- _EXCERPTED TEXT_:
_ _ _ _ _
After the budget, consider your inclination to carry all the gear. Many people go into a store, falls for the sales pitch, and comes out with an SLR full of technical possibilities. Then they go on the first trip and pack the camera, but it’s too big and heavy, so it ends up staying at the hotel most of the time, and when they return home they realize they took most of the photos with… their smartphone. Don’t fall for this. You’ll feel bad about it and will end up selling the camera, losing money in the process.
Lastly, consider how much into photography you really are. Is it a temporary hobby? Do you have the time and energy to learn a bit more about this art and the techniques and principles around it? These are essential questions to ask yourself because just like judging the weight and volume of a camera, being too optimistic about your availability will make you lose money unnecessarily.
Photo camera comparison
The acronym SLR stands for Single Lens Reflex, and it’s sometimes called just “reflex cameras.” And why reflex? Because these cameras use a little mirror to show the user what the lens is capturing from the outside world and, therefore, what the camera sensor will “see” at the time of the shot. These are the traditional cameras professionals use, they look robust and bulky, and you can change the lens according to your needs at the time, so they’re pretty versatile cameras.
Main Advantages of SLR Cameras:
- Possibility to use different lenses that will open endless possibilities to the photographer. From fisheye lenses to wide angle focal distances and superzoom… An SLR can be upgraded with an infinite range of lenses, and the end quality of the photos depends on what the photographer wants to buy or can buy. The difference between a picture taken with a high-quality lens and a photo taken with a low-range one is gigantic. Many people think that buying an expensive camera will allow them to take high-quality images, but that’s an illusion. It’s all about the lens.
- Reduced battery consumption which, of course, varies according to different brands and models. But it typically has more battery autonomy than other kinds of cameras. It’s not absurd to think you can take about 1200 photographs with only one battery. The main reason for such a durable battery is not having an LCD that’s always on.
- Ergonomy. Although smaller cameras are enticing and easy and light to carry around, the truth is that hands will never become as small as technology. For most people, an SLR is the best concerning stability and comfort to use.
- Quickly ready to shoot. It’s true that this has been improved in other cameras over time, but how fast you can use an SLR will still be better for a long time. You notice that from the moment you turn on the camera. An SLR is ready to work in a split second, while most other cameras take a while to be ready after turning them on. Next is the automatic focus speed that is also faster in an SLR.
Main Disadvantages of SLR Cameras:
- They’re bulky and heavy when compared to other cameras which don’t make them appealing for travelers who need to manage luggage space and weight.
_ _ _ _ _
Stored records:
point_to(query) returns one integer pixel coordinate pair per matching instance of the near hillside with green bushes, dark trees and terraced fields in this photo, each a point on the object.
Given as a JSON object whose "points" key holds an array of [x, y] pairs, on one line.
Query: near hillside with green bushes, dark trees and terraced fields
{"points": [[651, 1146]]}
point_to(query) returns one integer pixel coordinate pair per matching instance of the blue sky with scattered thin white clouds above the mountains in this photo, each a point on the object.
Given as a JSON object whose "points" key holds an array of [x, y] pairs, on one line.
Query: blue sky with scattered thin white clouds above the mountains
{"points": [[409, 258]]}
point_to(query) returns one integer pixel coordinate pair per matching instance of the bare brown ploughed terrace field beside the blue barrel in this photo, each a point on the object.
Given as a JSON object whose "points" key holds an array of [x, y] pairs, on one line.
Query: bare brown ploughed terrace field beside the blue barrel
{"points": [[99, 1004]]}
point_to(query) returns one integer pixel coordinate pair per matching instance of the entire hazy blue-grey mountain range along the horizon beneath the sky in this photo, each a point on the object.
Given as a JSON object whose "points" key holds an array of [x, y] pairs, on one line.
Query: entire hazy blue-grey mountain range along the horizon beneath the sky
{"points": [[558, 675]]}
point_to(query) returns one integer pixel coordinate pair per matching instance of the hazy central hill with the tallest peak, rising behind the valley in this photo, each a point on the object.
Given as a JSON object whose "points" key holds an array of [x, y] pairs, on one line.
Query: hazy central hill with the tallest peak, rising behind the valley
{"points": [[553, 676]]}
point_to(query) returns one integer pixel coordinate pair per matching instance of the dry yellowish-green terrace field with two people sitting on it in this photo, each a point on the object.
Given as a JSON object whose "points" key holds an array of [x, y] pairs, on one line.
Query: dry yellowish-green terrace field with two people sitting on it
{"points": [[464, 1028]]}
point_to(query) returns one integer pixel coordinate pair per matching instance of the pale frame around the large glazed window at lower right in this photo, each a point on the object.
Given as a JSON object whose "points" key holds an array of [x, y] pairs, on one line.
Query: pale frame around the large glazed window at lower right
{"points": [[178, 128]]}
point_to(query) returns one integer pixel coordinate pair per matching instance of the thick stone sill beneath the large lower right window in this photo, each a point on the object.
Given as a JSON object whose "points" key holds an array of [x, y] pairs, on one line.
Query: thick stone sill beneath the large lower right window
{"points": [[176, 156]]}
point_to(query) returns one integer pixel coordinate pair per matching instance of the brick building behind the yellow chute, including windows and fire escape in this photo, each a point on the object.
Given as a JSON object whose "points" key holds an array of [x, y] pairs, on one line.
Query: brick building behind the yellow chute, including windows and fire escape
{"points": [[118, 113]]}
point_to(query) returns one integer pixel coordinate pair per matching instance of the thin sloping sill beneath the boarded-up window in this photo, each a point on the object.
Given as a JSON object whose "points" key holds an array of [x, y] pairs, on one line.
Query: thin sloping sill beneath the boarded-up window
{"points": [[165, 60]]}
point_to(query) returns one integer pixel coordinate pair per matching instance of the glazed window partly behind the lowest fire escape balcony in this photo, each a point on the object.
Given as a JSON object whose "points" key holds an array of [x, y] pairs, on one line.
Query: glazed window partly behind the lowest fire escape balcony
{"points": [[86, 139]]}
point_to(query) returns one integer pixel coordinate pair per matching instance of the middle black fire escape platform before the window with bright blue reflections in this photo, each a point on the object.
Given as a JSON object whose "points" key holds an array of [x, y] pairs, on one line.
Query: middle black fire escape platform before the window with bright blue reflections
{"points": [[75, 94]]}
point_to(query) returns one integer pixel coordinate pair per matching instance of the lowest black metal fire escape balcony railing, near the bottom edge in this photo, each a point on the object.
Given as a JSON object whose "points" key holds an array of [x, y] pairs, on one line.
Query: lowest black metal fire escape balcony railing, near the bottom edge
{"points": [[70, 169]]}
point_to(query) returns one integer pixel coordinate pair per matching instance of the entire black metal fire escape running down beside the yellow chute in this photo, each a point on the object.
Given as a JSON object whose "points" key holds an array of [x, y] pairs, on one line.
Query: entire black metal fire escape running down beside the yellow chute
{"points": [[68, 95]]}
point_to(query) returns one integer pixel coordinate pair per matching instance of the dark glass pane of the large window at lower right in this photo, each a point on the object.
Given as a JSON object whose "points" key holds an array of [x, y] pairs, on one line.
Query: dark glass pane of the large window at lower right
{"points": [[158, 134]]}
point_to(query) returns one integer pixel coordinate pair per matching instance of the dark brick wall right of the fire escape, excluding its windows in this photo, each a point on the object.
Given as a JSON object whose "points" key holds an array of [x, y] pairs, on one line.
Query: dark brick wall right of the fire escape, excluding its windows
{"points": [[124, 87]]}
_ _ _ _ _
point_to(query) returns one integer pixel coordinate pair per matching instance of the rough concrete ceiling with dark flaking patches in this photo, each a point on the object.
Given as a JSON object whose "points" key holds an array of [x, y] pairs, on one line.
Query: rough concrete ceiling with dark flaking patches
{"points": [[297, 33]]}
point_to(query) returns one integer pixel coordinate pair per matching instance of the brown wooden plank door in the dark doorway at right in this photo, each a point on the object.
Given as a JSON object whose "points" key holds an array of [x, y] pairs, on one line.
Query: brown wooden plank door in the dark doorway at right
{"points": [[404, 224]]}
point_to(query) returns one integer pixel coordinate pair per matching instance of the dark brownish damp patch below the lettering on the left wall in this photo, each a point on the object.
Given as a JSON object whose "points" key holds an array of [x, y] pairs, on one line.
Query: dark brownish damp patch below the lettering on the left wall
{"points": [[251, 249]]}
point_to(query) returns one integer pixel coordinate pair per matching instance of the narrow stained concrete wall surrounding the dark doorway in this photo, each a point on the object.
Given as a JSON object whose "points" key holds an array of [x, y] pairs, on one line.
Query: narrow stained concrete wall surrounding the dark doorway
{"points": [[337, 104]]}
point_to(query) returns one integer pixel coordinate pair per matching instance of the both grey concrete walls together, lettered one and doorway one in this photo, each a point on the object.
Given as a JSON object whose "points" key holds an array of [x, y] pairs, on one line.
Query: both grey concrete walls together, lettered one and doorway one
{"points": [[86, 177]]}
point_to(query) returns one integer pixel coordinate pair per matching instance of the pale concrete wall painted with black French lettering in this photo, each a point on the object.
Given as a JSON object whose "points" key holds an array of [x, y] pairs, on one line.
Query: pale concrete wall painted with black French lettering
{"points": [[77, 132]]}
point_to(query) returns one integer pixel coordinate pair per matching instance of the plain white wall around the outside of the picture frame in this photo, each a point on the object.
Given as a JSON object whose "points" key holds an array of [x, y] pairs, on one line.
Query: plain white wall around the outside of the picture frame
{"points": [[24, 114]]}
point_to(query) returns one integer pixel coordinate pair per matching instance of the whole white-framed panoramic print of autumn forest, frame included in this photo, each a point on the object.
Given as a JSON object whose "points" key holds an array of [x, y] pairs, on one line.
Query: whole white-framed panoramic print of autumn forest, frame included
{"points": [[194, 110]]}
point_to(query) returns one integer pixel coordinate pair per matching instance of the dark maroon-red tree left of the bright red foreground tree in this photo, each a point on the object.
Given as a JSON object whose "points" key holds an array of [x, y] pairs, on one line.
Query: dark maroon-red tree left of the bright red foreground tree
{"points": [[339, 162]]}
_ _ _ _ _
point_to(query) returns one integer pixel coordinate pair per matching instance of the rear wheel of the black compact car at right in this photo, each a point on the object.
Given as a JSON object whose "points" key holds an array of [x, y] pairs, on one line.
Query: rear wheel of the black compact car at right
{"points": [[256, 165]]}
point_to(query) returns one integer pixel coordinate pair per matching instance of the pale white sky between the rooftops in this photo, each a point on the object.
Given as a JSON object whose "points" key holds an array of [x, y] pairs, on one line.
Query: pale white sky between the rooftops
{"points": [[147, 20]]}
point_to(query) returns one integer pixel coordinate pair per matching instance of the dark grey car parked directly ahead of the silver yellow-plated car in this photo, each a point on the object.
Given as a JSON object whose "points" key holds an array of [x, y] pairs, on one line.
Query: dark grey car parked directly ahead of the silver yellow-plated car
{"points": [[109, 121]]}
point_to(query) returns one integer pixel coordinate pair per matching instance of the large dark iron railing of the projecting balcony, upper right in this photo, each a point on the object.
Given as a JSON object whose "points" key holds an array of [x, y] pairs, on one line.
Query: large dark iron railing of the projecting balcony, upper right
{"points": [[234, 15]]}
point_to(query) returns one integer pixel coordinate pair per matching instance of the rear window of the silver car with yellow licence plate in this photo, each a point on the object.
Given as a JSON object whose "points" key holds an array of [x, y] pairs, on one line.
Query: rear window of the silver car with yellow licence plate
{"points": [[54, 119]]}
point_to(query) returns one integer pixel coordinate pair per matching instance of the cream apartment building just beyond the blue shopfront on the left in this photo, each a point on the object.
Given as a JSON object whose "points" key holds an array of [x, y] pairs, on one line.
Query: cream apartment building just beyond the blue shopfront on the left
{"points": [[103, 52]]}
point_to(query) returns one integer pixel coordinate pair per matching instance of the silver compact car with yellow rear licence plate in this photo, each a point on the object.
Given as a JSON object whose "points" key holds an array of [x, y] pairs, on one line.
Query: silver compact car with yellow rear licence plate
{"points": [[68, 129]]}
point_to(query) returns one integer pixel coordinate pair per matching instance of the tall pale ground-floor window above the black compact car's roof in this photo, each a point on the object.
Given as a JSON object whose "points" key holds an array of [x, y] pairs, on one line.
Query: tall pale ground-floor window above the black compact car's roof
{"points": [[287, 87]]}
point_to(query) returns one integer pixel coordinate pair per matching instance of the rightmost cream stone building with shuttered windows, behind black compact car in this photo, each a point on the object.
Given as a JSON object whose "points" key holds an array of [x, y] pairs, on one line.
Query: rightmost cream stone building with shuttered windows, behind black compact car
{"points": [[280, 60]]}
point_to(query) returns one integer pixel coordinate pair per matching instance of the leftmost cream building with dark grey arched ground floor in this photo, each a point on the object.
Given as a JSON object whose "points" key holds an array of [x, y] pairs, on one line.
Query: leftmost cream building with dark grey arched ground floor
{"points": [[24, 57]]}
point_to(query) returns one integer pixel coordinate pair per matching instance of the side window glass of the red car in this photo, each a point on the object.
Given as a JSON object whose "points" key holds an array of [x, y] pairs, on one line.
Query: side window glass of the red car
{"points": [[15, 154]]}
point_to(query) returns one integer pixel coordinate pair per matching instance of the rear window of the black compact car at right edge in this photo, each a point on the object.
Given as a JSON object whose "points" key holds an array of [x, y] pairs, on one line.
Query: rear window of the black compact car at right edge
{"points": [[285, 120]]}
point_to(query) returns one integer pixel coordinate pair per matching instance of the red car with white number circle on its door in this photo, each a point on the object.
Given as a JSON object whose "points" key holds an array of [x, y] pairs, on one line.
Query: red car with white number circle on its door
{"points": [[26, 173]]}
_ _ _ _ _
- _WHAT THIS TASK INVOLVES_:
In the excerpt on choosing a camera, what reason is given for SLR cameras usually lasting longer on a single battery than other kinds of cameras? Answer in one to three sentences. These records were taken from a different source than the text.

- _THE ANSWER_:
The main reason is that an SLR does not have an LCD that is always on. This is why its battery typically lasts longer than those of other kinds of cameras.